(Records drawn from a dataset)
------

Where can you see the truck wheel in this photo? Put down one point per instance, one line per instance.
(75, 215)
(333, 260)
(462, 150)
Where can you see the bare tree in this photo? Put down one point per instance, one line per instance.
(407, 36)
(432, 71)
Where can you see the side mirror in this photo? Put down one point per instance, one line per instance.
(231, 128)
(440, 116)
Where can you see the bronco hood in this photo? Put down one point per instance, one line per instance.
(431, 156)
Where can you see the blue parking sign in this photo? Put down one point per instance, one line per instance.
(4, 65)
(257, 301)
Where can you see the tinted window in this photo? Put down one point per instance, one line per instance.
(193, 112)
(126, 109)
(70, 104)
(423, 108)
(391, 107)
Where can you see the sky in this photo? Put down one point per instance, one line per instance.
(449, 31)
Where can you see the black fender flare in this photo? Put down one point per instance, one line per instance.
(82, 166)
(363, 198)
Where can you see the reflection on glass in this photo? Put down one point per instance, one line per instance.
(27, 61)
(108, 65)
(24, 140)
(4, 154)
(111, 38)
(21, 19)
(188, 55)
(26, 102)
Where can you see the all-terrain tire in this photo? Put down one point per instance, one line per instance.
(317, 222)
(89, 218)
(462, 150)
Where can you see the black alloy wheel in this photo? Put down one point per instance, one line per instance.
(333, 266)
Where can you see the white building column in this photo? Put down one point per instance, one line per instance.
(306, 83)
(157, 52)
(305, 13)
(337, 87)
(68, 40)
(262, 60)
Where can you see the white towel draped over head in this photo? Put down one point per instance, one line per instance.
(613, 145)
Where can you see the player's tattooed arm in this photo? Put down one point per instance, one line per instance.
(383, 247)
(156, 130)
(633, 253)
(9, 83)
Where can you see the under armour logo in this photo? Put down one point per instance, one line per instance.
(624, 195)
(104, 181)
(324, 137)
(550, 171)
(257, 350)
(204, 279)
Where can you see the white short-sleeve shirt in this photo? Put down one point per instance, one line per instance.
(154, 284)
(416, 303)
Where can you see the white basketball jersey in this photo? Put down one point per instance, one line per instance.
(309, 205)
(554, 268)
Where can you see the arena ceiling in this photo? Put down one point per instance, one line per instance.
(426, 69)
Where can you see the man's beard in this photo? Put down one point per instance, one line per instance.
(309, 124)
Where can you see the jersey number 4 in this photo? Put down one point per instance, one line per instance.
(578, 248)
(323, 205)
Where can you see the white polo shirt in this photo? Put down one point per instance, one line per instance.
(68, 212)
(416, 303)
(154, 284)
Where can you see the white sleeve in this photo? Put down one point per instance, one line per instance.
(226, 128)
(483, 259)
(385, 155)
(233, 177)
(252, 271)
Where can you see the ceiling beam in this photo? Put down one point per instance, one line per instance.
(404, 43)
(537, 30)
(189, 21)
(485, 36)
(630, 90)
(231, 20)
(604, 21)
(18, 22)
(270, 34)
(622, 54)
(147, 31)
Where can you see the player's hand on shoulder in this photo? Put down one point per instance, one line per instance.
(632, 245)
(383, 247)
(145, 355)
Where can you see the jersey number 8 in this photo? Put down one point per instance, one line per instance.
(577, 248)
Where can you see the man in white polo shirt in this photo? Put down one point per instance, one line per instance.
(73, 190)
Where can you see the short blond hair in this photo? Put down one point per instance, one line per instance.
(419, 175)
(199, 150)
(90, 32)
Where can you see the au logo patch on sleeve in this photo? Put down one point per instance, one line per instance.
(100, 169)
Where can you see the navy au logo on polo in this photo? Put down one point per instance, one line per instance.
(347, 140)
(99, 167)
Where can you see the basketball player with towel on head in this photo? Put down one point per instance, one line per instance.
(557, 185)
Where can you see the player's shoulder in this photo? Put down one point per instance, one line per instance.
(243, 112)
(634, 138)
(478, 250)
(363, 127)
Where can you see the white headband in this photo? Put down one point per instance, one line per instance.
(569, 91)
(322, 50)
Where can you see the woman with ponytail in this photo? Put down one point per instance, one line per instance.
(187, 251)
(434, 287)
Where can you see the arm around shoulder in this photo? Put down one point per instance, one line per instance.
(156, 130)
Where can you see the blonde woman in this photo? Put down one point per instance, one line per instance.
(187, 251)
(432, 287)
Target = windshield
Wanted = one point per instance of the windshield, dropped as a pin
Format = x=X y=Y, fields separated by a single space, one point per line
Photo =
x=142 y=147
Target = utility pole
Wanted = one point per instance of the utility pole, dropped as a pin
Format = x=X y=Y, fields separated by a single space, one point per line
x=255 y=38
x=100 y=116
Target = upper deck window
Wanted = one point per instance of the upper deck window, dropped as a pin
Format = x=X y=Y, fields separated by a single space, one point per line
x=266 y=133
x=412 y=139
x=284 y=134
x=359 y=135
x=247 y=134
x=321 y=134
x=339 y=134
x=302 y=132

------

Starting from the data above, filter for lines with "utility" and copy each one.

Target = utility pole
Wanted = one point per instance of the utility pole, dropped as a pin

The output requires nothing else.